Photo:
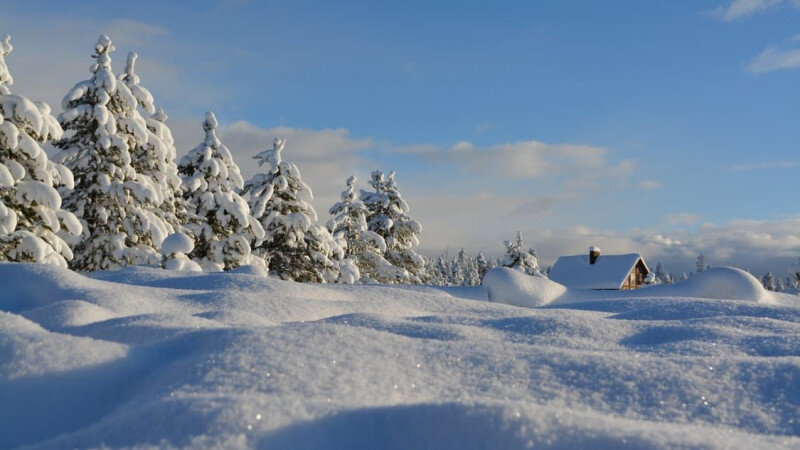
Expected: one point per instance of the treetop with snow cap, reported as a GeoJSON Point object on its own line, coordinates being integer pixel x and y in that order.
{"type": "Point", "coordinates": [31, 214]}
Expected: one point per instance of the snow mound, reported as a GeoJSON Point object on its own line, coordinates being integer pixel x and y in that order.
{"type": "Point", "coordinates": [27, 349]}
{"type": "Point", "coordinates": [723, 283]}
{"type": "Point", "coordinates": [69, 313]}
{"type": "Point", "coordinates": [177, 243]}
{"type": "Point", "coordinates": [251, 269]}
{"type": "Point", "coordinates": [516, 288]}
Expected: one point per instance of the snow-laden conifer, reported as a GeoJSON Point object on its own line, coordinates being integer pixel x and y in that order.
{"type": "Point", "coordinates": [388, 217]}
{"type": "Point", "coordinates": [222, 226]}
{"type": "Point", "coordinates": [114, 203]}
{"type": "Point", "coordinates": [517, 257]}
{"type": "Point", "coordinates": [768, 280]}
{"type": "Point", "coordinates": [296, 247]}
{"type": "Point", "coordinates": [363, 246]}
{"type": "Point", "coordinates": [176, 249]}
{"type": "Point", "coordinates": [30, 206]}
{"type": "Point", "coordinates": [155, 157]}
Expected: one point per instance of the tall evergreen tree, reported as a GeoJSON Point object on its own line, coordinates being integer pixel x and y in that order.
{"type": "Point", "coordinates": [30, 206]}
{"type": "Point", "coordinates": [388, 217]}
{"type": "Point", "coordinates": [114, 203]}
{"type": "Point", "coordinates": [155, 157]}
{"type": "Point", "coordinates": [363, 246]}
{"type": "Point", "coordinates": [222, 226]}
{"type": "Point", "coordinates": [296, 247]}
{"type": "Point", "coordinates": [520, 259]}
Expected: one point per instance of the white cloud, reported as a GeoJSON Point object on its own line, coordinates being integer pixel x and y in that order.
{"type": "Point", "coordinates": [683, 218]}
{"type": "Point", "coordinates": [649, 184]}
{"type": "Point", "coordinates": [528, 159]}
{"type": "Point", "coordinates": [740, 9]}
{"type": "Point", "coordinates": [776, 58]}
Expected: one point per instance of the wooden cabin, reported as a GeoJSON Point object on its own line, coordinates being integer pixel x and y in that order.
{"type": "Point", "coordinates": [606, 272]}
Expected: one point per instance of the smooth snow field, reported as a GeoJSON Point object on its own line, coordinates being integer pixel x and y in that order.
{"type": "Point", "coordinates": [148, 357]}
-----
» **WHAT YOU WILL DO**: Reproduce the lines of the records above, from the line containing "Expected: one point per instance of the smooth" through the last line, with both ends included and each line unchanged.

» **THE COMPLETED TASK**:
Expected: one point per instance of the smooth snow field, reported as a GeoJSON Point object on its own line, coordinates being integer pixel x and y in that order.
{"type": "Point", "coordinates": [148, 357]}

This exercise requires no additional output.